Would you please transcribe the records below from the line with "Annotation guideline: for each instance of the lion's head" through their final line, exactly and with no other lines?

(Records from a collection)
- Opening Delimiter -

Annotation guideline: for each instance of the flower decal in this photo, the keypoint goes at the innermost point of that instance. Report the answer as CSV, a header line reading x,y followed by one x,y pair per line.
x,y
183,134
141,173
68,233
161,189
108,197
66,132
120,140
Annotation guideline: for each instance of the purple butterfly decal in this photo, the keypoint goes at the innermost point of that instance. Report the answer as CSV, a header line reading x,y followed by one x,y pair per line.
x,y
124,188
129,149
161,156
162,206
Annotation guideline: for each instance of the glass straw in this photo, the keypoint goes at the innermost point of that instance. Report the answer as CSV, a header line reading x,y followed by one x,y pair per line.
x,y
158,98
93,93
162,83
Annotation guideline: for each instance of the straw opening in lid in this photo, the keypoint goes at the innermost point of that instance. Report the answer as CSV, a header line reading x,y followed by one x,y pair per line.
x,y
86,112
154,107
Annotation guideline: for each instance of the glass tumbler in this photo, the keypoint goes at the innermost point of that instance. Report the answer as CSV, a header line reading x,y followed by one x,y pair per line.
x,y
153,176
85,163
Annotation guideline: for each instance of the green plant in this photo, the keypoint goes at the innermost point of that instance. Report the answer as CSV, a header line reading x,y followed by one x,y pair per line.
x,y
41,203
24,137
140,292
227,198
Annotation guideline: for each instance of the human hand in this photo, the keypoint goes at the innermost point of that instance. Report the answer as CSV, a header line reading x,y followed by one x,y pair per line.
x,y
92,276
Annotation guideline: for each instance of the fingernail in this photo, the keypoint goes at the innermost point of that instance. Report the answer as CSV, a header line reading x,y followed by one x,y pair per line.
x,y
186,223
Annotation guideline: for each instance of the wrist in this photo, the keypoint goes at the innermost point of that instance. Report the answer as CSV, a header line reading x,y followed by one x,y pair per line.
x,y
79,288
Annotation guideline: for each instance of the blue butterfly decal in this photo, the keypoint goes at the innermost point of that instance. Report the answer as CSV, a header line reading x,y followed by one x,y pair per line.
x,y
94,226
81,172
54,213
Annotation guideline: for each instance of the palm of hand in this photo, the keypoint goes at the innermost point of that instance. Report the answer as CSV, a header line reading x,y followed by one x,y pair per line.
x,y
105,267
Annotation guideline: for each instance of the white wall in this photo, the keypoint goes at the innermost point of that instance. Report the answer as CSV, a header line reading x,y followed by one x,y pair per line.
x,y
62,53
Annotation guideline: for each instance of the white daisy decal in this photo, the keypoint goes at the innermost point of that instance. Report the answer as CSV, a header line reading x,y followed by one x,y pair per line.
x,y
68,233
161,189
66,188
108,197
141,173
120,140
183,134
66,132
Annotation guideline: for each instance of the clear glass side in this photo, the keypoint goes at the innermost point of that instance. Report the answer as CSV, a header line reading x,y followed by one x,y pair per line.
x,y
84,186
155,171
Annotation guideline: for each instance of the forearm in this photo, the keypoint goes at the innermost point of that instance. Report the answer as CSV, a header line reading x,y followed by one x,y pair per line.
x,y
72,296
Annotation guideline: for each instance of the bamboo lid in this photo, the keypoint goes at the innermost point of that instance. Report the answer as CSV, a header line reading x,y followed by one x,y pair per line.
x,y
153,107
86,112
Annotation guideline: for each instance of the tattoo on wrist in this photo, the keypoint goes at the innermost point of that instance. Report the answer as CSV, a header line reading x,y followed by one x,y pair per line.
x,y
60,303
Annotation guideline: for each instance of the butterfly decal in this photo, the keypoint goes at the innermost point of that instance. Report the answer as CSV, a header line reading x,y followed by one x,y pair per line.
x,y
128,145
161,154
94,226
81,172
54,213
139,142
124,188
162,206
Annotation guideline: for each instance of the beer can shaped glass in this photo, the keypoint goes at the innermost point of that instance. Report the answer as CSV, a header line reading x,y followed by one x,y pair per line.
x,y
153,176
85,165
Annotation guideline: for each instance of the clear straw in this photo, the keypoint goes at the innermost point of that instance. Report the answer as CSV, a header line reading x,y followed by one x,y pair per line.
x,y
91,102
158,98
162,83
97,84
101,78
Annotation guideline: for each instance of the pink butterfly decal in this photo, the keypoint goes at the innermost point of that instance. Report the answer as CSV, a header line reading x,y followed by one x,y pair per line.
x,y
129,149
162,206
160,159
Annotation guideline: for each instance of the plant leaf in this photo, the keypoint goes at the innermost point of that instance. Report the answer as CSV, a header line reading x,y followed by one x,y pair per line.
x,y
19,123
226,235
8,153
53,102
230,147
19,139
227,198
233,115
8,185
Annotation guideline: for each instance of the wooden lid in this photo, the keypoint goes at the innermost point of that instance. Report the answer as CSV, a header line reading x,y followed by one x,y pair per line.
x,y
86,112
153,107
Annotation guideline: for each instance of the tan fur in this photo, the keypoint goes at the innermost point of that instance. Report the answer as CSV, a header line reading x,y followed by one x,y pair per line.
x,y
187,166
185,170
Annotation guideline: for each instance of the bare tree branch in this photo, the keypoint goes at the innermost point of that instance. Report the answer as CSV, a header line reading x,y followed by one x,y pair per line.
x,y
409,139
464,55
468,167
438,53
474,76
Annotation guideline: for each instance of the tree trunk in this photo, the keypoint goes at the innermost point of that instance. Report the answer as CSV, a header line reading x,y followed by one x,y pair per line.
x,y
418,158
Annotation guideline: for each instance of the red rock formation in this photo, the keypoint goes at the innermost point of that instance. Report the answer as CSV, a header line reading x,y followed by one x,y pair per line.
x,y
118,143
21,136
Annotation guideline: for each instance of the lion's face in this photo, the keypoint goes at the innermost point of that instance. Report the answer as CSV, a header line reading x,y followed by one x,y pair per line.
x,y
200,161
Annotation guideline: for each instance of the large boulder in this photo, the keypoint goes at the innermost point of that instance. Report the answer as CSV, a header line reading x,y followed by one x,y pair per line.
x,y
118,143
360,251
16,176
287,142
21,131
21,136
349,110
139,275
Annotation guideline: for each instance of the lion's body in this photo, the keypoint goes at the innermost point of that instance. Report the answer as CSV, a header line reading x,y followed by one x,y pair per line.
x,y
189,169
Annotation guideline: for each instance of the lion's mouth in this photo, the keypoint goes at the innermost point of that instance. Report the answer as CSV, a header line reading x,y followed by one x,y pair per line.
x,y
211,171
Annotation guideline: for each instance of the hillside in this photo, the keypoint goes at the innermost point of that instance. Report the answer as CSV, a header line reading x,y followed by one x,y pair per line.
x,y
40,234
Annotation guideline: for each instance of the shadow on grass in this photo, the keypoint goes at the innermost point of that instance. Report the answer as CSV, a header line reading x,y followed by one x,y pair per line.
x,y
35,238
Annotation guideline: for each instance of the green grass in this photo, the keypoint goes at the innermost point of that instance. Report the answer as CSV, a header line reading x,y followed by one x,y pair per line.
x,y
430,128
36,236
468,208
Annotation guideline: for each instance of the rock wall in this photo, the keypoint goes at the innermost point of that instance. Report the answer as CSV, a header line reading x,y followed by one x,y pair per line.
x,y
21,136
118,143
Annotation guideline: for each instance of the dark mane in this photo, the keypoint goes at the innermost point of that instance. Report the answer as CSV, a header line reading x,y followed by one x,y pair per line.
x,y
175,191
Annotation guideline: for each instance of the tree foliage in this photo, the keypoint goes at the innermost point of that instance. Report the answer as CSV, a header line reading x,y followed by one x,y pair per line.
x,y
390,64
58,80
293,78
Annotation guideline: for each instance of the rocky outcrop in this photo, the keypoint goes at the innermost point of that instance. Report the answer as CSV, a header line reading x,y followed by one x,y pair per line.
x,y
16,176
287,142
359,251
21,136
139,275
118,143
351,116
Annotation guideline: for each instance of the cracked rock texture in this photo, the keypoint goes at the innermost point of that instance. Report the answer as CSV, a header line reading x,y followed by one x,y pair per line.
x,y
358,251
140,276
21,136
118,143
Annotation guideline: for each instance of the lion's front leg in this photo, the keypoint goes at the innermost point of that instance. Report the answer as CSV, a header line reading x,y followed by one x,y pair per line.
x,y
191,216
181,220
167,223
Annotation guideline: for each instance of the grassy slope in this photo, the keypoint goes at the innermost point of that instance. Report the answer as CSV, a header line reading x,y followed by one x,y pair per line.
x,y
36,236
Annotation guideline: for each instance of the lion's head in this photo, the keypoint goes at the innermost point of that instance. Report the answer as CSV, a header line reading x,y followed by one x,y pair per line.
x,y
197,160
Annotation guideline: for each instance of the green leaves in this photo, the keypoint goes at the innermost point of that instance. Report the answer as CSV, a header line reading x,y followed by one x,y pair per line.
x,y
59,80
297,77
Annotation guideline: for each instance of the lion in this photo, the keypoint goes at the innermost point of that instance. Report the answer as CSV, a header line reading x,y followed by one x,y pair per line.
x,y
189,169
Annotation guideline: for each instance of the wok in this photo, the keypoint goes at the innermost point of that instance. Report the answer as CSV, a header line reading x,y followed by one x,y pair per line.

- Closing Delimiter -

◆ Answer to the problem:
Annotation guideline: for each instance of the lion's head in this photo, the keypoint goes at the innermost point of that instance. Report the answer as CSV, a header line reading x,y followed by one x,y pair per line.
x,y
197,160
Annotation guideline: for each instance of the green leaves in this photo, the keypoint goes at the innermost point of that instance. Report the answer as CSV, a header line reading x,y followed by one x,y pair per line.
x,y
59,80
297,77
Annotation guideline: for each instance of the lion in this photo, the keypoint goes at the innermost point of that instance. Report the answer as CSV, a header line reading x,y followed by one x,y pair per line.
x,y
189,169
Annotation guideline: for each instance of the wok in this photo, the keypoint goes at the innermost point of that instance. Report the answer as CSV, a header line reading x,y followed by one x,y pair per line.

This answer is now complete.